**STATED GOAL**.
Please copy the material from its start through the line containing "M 451 89 L 450", both ends included. Scale every outline coordinate in the answers by 1.5 and round to whole numbers (halves up), leave the requests and their format samples unchanged, and omit the pictures.

___

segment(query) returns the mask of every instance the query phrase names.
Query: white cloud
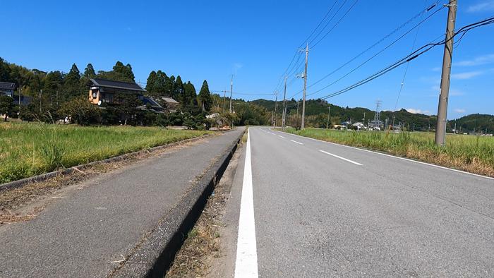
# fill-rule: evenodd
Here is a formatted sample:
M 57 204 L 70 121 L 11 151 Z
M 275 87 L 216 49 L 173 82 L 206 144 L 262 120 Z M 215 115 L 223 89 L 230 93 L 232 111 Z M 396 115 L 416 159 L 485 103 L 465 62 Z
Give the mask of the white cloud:
M 466 73 L 454 73 L 451 75 L 452 78 L 454 79 L 470 79 L 473 77 L 480 75 L 481 74 L 483 73 L 482 71 L 467 71 Z
M 407 108 L 406 111 L 412 114 L 425 114 L 426 115 L 430 114 L 430 111 L 428 110 L 416 109 L 414 108 Z
M 494 0 L 486 0 L 475 5 L 470 6 L 466 11 L 469 13 L 477 13 L 482 11 L 494 11 Z
M 491 63 L 494 63 L 494 54 L 483 55 L 475 57 L 471 60 L 460 61 L 457 63 L 454 63 L 454 66 L 471 66 L 485 65 Z
M 439 71 L 440 70 L 441 70 L 441 67 L 440 67 L 440 66 L 436 66 L 435 68 L 432 68 L 433 71 Z
M 451 89 L 450 90 L 450 95 L 452 97 L 459 97 L 460 95 L 465 95 L 464 92 L 460 91 L 459 90 Z

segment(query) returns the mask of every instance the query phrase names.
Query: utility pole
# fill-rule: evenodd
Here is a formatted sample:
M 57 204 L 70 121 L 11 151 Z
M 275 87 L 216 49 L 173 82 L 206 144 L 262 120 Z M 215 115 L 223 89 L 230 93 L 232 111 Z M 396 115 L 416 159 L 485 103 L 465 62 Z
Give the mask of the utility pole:
M 305 127 L 306 118 L 306 93 L 307 92 L 307 62 L 308 59 L 308 42 L 306 47 L 306 68 L 303 71 L 303 99 L 302 101 L 302 123 L 300 126 L 300 129 L 303 129 Z
M 41 111 L 41 95 L 43 94 L 43 89 L 40 90 L 40 115 L 42 113 Z
M 234 75 L 231 75 L 231 80 L 230 80 L 230 113 L 231 113 L 231 94 L 234 92 Z
M 276 91 L 276 99 L 275 99 L 275 128 L 276 128 L 276 121 L 278 119 L 278 91 Z
M 223 111 L 224 112 L 224 102 L 227 99 L 227 90 L 223 91 Z
M 330 114 L 331 113 L 331 104 L 330 104 L 330 106 L 327 107 L 327 128 L 330 129 Z
M 296 126 L 299 127 L 299 100 L 296 101 Z
M 453 56 L 453 36 L 456 22 L 457 0 L 450 0 L 447 4 L 447 23 L 446 25 L 446 40 L 445 41 L 442 72 L 441 73 L 441 89 L 438 106 L 438 123 L 435 128 L 435 145 L 445 145 L 446 138 L 446 121 L 447 119 L 447 99 L 450 94 L 450 78 L 451 77 L 451 61 Z
M 284 125 L 287 117 L 287 78 L 284 77 L 284 91 L 283 92 L 283 116 L 282 119 L 282 130 L 284 131 Z

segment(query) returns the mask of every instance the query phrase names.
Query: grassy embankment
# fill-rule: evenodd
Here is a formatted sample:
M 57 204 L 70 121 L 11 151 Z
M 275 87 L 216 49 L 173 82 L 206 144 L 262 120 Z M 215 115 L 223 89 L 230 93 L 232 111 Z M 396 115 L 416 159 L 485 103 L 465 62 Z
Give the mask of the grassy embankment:
M 0 123 L 0 183 L 192 138 L 210 131 Z
M 432 133 L 387 134 L 316 128 L 287 131 L 494 177 L 494 138 L 492 137 L 450 134 L 446 137 L 446 147 L 438 147 L 434 145 Z

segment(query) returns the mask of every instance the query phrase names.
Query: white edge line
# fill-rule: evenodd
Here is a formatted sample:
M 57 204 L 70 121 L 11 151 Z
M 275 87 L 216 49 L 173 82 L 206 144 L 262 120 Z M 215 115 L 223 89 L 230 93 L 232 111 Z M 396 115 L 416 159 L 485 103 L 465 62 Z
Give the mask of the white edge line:
M 258 277 L 255 219 L 254 218 L 252 164 L 251 162 L 251 133 L 248 130 L 242 197 L 240 201 L 240 215 L 239 216 L 235 277 Z
M 330 153 L 330 152 L 325 152 L 325 151 L 323 151 L 323 150 L 319 150 L 319 151 L 321 152 L 324 152 L 324 153 L 325 153 L 326 155 L 332 155 L 332 156 L 333 156 L 333 157 L 336 157 L 336 158 L 339 158 L 339 159 L 343 159 L 343 160 L 344 160 L 344 161 L 347 161 L 347 162 L 350 162 L 350 163 L 353 163 L 353 164 L 354 164 L 355 165 L 362 166 L 362 164 L 361 164 L 359 163 L 359 162 L 354 162 L 354 161 L 353 161 L 353 160 L 347 159 L 346 159 L 346 158 L 344 158 L 344 157 L 340 157 L 340 156 L 339 156 L 339 155 L 336 155 L 332 154 L 332 153 Z
M 294 135 L 294 136 L 301 137 L 301 138 L 303 138 L 313 140 L 315 140 L 315 141 L 323 142 L 323 143 L 327 143 L 327 144 L 337 145 L 342 146 L 342 147 L 349 147 L 349 148 L 351 148 L 351 149 L 355 149 L 355 150 L 361 150 L 361 151 L 363 151 L 363 152 L 372 152 L 372 153 L 373 153 L 373 154 L 384 155 L 384 156 L 385 156 L 385 157 L 394 157 L 394 158 L 397 158 L 398 159 L 406 160 L 406 161 L 409 161 L 409 162 L 411 162 L 418 163 L 418 164 L 423 164 L 423 165 L 431 166 L 431 167 L 433 167 L 440 168 L 440 169 L 445 169 L 445 170 L 450 170 L 450 171 L 455 171 L 455 172 L 457 172 L 457 173 L 466 174 L 468 174 L 468 175 L 475 176 L 478 176 L 478 177 L 479 177 L 479 178 L 484 178 L 484 179 L 488 179 L 494 180 L 494 178 L 491 178 L 491 177 L 490 177 L 490 176 L 482 176 L 482 175 L 479 175 L 479 174 L 478 174 L 469 173 L 469 172 L 466 172 L 466 171 L 462 171 L 462 170 L 457 170 L 456 169 L 452 169 L 452 168 L 445 167 L 443 167 L 443 166 L 439 166 L 439 165 L 435 165 L 435 164 L 431 164 L 430 163 L 422 162 L 421 161 L 416 161 L 416 160 L 414 160 L 414 159 L 409 159 L 409 158 L 400 157 L 397 157 L 397 156 L 392 155 L 387 155 L 387 154 L 383 154 L 383 153 L 382 153 L 382 152 L 374 152 L 374 151 L 369 150 L 365 150 L 365 149 L 361 149 L 361 148 L 359 148 L 359 147 L 351 147 L 351 146 L 347 146 L 347 145 L 346 145 L 338 144 L 337 143 L 332 143 L 332 142 L 323 141 L 323 140 L 322 140 L 311 138 L 310 138 L 310 137 L 305 137 L 305 136 L 293 134 L 293 133 L 287 133 L 287 132 L 285 132 L 285 133 L 287 133 L 287 134 L 291 134 L 291 135 Z

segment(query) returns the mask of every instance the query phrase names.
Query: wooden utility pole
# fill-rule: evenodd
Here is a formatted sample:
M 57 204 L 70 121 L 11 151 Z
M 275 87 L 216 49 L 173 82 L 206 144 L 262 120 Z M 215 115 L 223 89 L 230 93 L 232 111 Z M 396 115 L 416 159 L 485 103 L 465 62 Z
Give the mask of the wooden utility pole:
M 450 0 L 447 4 L 447 23 L 446 24 L 446 40 L 442 58 L 441 88 L 438 107 L 438 123 L 435 128 L 435 145 L 444 146 L 446 138 L 446 121 L 447 120 L 447 99 L 450 94 L 450 78 L 451 77 L 451 61 L 453 56 L 453 36 L 456 22 L 457 0 Z
M 275 99 L 275 128 L 276 128 L 276 121 L 278 119 L 278 91 L 276 91 L 276 99 Z
M 231 95 L 234 92 L 234 75 L 231 75 L 231 80 L 230 80 L 230 113 L 231 113 Z
M 303 129 L 305 127 L 306 120 L 306 93 L 307 92 L 307 63 L 308 59 L 308 42 L 306 47 L 306 68 L 303 71 L 303 99 L 302 100 L 302 123 L 301 123 L 300 129 Z
M 331 104 L 327 107 L 327 126 L 326 128 L 330 129 L 330 114 L 331 113 Z
M 282 130 L 284 131 L 285 119 L 287 117 L 287 78 L 284 77 L 284 90 L 283 92 L 283 116 L 282 119 Z

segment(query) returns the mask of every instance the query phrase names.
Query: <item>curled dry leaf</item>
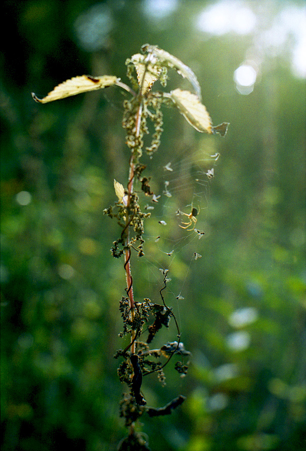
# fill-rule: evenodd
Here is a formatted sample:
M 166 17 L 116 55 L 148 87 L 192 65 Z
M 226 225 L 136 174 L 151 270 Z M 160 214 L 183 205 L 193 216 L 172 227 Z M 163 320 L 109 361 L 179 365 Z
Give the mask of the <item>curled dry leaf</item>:
M 210 117 L 197 96 L 189 91 L 175 89 L 171 91 L 170 98 L 180 113 L 196 130 L 202 133 L 212 133 Z
M 141 94 L 145 94 L 149 91 L 154 82 L 156 81 L 161 72 L 161 68 L 155 65 L 153 55 L 150 59 L 140 53 L 133 55 L 131 61 L 134 64 L 137 74 L 138 84 L 141 89 Z
M 47 103 L 54 100 L 59 100 L 75 96 L 82 92 L 102 89 L 120 82 L 120 78 L 111 75 L 103 75 L 102 77 L 91 77 L 90 75 L 81 75 L 66 80 L 54 88 L 53 91 L 43 99 L 39 98 L 32 93 L 34 100 L 40 103 Z
M 154 55 L 160 61 L 166 62 L 169 67 L 176 69 L 183 78 L 187 78 L 192 85 L 199 100 L 201 100 L 201 87 L 197 78 L 190 67 L 186 66 L 186 64 L 184 64 L 176 57 L 173 56 L 173 55 L 168 53 L 165 50 L 163 50 L 162 49 L 160 49 L 157 46 L 145 44 L 141 48 L 141 50 L 143 52 L 146 52 Z

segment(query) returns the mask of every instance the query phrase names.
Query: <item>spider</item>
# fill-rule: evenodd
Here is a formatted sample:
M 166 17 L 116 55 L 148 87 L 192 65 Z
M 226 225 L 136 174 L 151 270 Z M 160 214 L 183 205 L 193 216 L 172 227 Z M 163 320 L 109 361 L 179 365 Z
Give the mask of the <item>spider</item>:
M 197 218 L 196 216 L 197 216 L 198 214 L 198 210 L 196 208 L 194 207 L 192 208 L 191 210 L 191 212 L 189 213 L 188 214 L 188 213 L 184 213 L 183 211 L 180 212 L 181 214 L 184 214 L 185 216 L 187 216 L 189 220 L 188 222 L 182 222 L 182 224 L 183 224 L 183 225 L 181 225 L 180 224 L 180 227 L 182 229 L 186 229 L 187 230 L 194 230 L 194 228 L 195 227 L 195 224 L 196 224 Z M 193 222 L 193 227 L 192 227 L 191 229 L 188 229 L 188 227 L 190 227 L 191 225 L 192 225 L 192 223 Z

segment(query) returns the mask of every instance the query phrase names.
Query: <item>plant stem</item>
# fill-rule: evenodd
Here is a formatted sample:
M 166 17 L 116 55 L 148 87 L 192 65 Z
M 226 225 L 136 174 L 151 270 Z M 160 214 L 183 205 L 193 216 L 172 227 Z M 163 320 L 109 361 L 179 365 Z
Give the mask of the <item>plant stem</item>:
M 140 98 L 139 106 L 137 109 L 137 112 L 135 118 L 135 126 L 136 132 L 135 137 L 137 139 L 139 137 L 140 131 L 140 123 L 141 121 L 141 114 L 142 112 L 142 101 Z M 129 208 L 131 203 L 131 195 L 133 192 L 133 187 L 134 185 L 134 179 L 135 177 L 135 160 L 138 158 L 138 154 L 135 151 L 132 152 L 130 158 L 130 170 L 129 173 L 129 181 L 128 182 L 128 198 L 127 201 L 127 211 L 128 211 Z M 126 219 L 126 243 L 125 246 L 127 248 L 130 242 L 129 240 L 129 223 L 131 220 L 129 214 L 127 214 Z M 127 293 L 129 296 L 130 300 L 130 310 L 131 315 L 131 321 L 134 321 L 135 318 L 135 302 L 134 300 L 134 294 L 133 292 L 133 278 L 131 273 L 131 248 L 126 249 L 125 254 L 125 262 L 124 268 L 125 269 L 125 276 L 126 278 L 126 283 L 127 286 Z M 132 329 L 131 332 L 131 342 L 132 345 L 131 346 L 131 354 L 135 354 L 135 334 L 136 331 L 134 329 Z

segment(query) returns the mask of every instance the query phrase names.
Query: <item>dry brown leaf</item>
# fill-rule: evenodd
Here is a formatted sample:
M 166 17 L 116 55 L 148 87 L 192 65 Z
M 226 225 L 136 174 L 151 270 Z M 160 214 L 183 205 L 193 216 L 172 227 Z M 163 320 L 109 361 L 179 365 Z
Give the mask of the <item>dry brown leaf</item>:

___

**CORRECT OUTPUT**.
segment(query) returns the mask of every instance the query phrase names.
Query: white cloud
# fill-rule: evenodd
Here is a formatted sample:
M 57 204 L 70 121 L 11 151 Z
M 275 87 L 216 49 L 173 82 L 206 144 L 262 120 Z M 215 115 L 223 89 L 230 93 L 232 111 Z M 396 115 L 416 159 L 485 103 L 465 62 Z
Give the mask of the white cloud:
M 699 110 L 681 110 L 677 113 L 678 117 L 681 119 L 705 119 L 710 116 L 720 113 L 722 111 L 725 110 L 723 107 L 701 107 Z
M 611 162 L 609 167 L 618 171 L 638 171 L 639 173 L 645 171 L 645 167 L 642 165 L 624 164 L 621 162 Z
M 741 0 L 729 0 L 713 8 L 705 9 L 699 17 L 704 20 L 716 20 L 723 17 L 741 17 Z
M 737 95 L 741 95 L 741 81 L 725 83 L 713 86 L 707 90 L 690 92 L 686 95 L 681 95 L 681 99 L 707 99 L 728 98 Z
M 659 107 L 660 105 L 662 105 L 662 101 L 660 101 L 660 99 L 654 99 L 653 102 L 648 102 L 650 107 Z
M 677 134 L 675 135 L 675 143 L 678 146 L 689 146 L 690 143 L 698 143 L 696 138 L 690 137 L 689 135 Z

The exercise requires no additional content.